> **TESTO**:
┏━━
Geologia marziana. Leggere il pianeta rosso

Quando pensiamo a Marte, se non immaginiamo più un luogo abitato da omini verdi, l’immagine che ci viene in mente è quella di un deserto rossastro, pietre ovunque, qualche rover che raccoglie campioni e non molto altro. Dal punto di vista della geologia, però, Marte è un pianeta straordinario: un archivio di storia planetaria che sulla Terra è stato cancellato dalla tettonica a placche, dall’erosione e da miliardi di anni di riciclaggio crostale.

Marte. Vista globale di Marte che ne mostra la superficie rossastra, dovuta agli ossidi di ferro, le vaste pianure vulcaniche a nord e gli altopiani a sud.​ Kevin Gill

Grazie alle missioni orbitali della NASA e ai lavori cartografici dell’USGS, questo archivio è stato mappato, un gigantesco atlante geologico, con unità rocciose, età e grandi strutture di un pianeta che difficilmente potremo visitare, scarponi da trekking ai piedi e martello da geologo in mano, in un futuro prossimo. 

Dal punto di vista strutturale, Marte ha una crosta, un mantello e un nucleo, proprio come la Terra, ma in versione “ridotta” e decisamente meno dinamica. In superficie, il pianeta mostra una spettacolare dicotomia: a sud, altipiani antichi, altissimi e ricchi di crateri, a nord, una vasta distesa più bassa e relativamente liscia, dove le rocce sono più giovani e la superficie è stata rimodellata dal vulcanismo e dai sedimenti. Le misure gravimetriche e altimetriche indicano che la crosta meridionale può raggiungere spessori dell’ordine di una cinquantina di chilometri, mentre quella settentrionale è sensibilmente più sottile, segno di una storia geologica asimmetrica fin dalle prime fasi di formazione del pianeta. Nonostante qualche indizio di dinamiche antiche simili a quelle della tettonica a placche, la maggioranza degli studi suggerisce che Marte non abbia mai avuto un sistema di placche mobile come quello terrestre: le grandi province vulcaniche, come Tharsis e il vicino Olympus Mons, sembrano essere state alimentate da lunghissimi episodi di vulcanismo stazionario, più simili a un evento continuo che a un nastro trasportatore di placche in movimento.
┗━━
> **MATERIALE FORNITO**:
┏━━
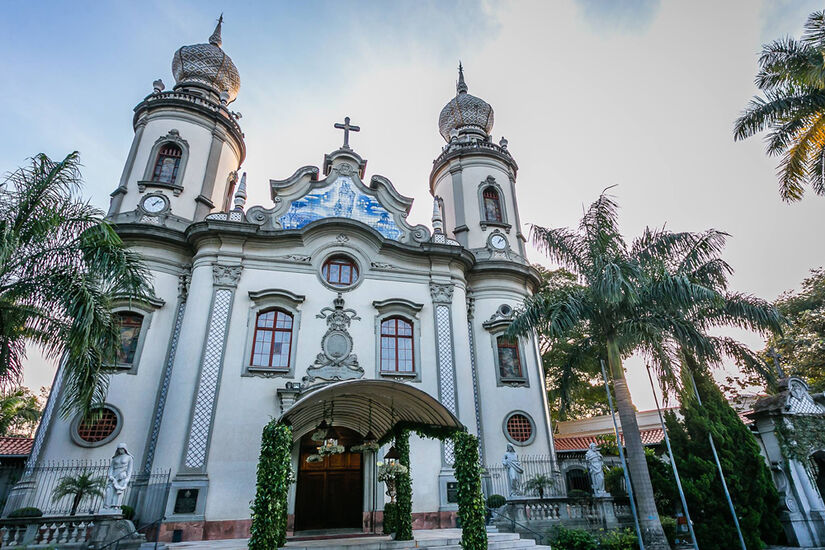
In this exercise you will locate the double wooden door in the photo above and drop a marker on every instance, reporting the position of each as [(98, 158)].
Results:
[(330, 493)]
┗━━
> **CONSEGNA**: Riporti fedelmente il passo del testo sulla geologia di Marte che va da "Grazie alle missioni" fino a "un futuro prossimo.", estremi inclusi. Per lo svolgimento si faccia riferimento unicamente al testo, non all'elenco.

> **RISULTATO**:
Grazie alle missioni orbitali della NASA e ai lavori cartografici dell’USGS, questo archivio è stato mappato, un gigantesco atlante geologico, con unità rocciose, età e grandi strutture di un pianeta che difficilmente potremo visitare, scarponi da trekking ai piedi e martello da geologo in mano, in un futuro prossimo.